## PROVIDED TEXT
From File to Process
Running ./program looks simple, but behind that one command three separate systems cooperate to turn a file on disk into a live process. The kernel reads the binary and maps its segments into virtual memory. The dynamic linker (ld-linux-x86-64.so.2) resolves shared library dependencies and patches addresses. The C runtime (crt0 / __libc_start_main) initializes the standard library, runs global constructors, and finally calls main(). If any one of these stages fails, your program never reaches its first line of code.
The ELF Binary
Every Linux executable (and shared library) uses ELF — the Executable and Linkable Format. ELF has two parallel views of the same file:
- Linking view (sections): used by the linker at build time —
.text,.data,.bss,.symtab,.rela.dyn, etc. - Execution view (segments): used by the kernel at load time —
LOAD,INTERP,DYNAMIC,GNU_STACK, etc.
Sections are fine-grained (one per purpose). Segments group multiple sections that share the same memory permissions so the kernel can mmap them in a single call.
Here’s the ELF header from a real C++ binary (readelf -h):
ELF Header: Magic: 7f 45 4c 46 02 01 01 00 ... Class: ELF64 Type: DYN (Position-Independent Executable) Machine: Advanced Micro Devices X86-64 Entry point address: 0x1060 Start of program headers: 64 (bytes into file) Number of program headers: 13
The Type: DYN means this is a position-independent executable (PIE) — it can be loaded at any address, which is essential for ASLR. The Entry point address: 0x1060 is _start, not main.
Key Segments
LOAD segments are the segments the kernel actually maps into memory. A typical binary has two or three:
- LOAD (r--p): ELF headers +
.rodata(read-only data, string literals) - LOAD (r-xp):
.text(executable code) - LOAD (rw-p):
.data+.bss(writable globals)
Why does memsz sometimes exceed filesz? Because the .bss segment (zero-initialized globals) doesn’t need to occupy space in the file — the kernel just allocates zeroed pages. So memsz - filesz = .bss size.
INTERP segment contains a single string: /lib64/ld-linux-x86-64.so.2. This tells the kernel which dynamic linker to invoke before transferring control to the program.

## PROBLEMS TO WORK ON
- 1) Summarize the page on how a Linux program goes from file to process in two sentences.
- 2) Output the passage of the file-to-process page from "From File to" to "LOAD,INTERP,DYNAMIC,GNU_STACK, etc.", copied word for word.
The rows after this point are separate material.

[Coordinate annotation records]
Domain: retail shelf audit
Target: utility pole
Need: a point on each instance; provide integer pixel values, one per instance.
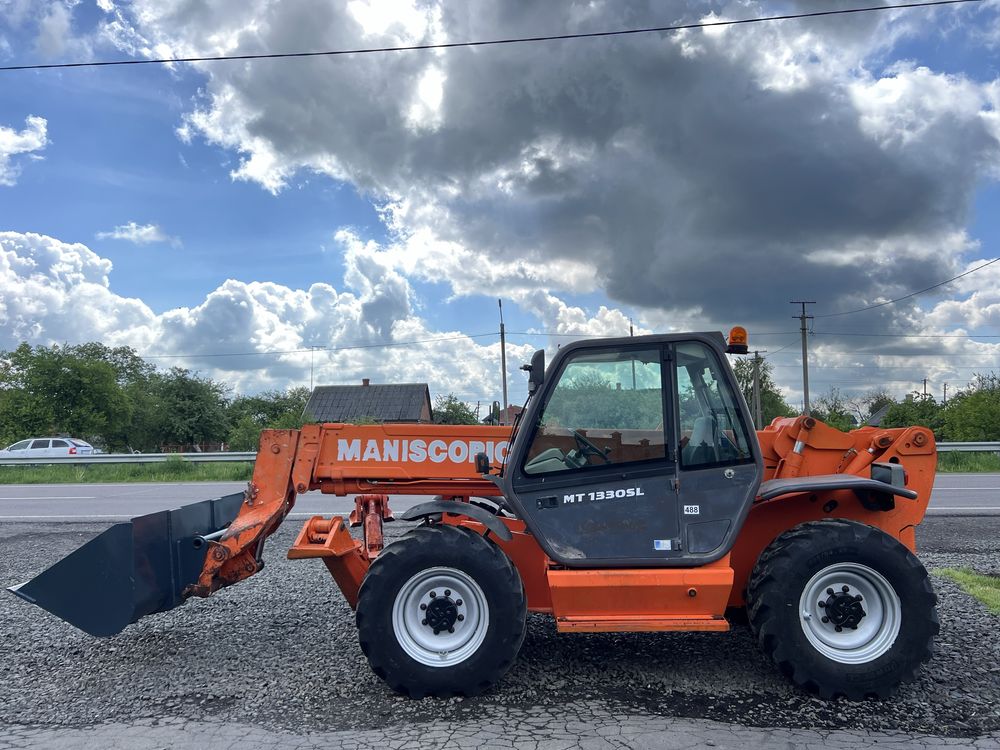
(805, 352)
(758, 414)
(503, 364)
(631, 332)
(312, 363)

## TASK RESULTS
- 1) Running a program relies on three cooperating systems: the kernel maps the binary's segments into virtual memory, the dynamic linker resolves shared library dependencies and patches addresses, and the C runtime initializes the standard library, runs global constructors, and calls main(). Linux executables use ELF, which gives the linker a view made of sections and gives the kernel a view made of segments, with LOAD segments mapped into memory and the INTERP segment naming the dynamic linker to invoke.

- 2)
From File to Process
Running ./program looks simple, but behind that one command three separate systems cooperate to turn a file on disk into a live process. The kernel reads the binary and maps its segments into virtual memory. The dynamic linker (ld-linux-x86-64.so.2) resolves shared library dependencies and patches addresses. The C runtime (crt0 / __libc_start_main) initializes the standard library, runs global constructors, and finally calls main(). If any one of these stages fails, your program never reaches its first line of code.
The ELF Binary
Every Linux executable (and shared library) uses ELF — the Executable and Linkable Format. ELF has two parallel views of the same file:
- Linking view (sections): used by the linker at build time —
.text,.data,.bss,.symtab,.rela.dyn, etc. - Execution view (segments): used by the kernel at load time —
LOAD,INTERP,DYNAMIC,GNU_STACK, etc.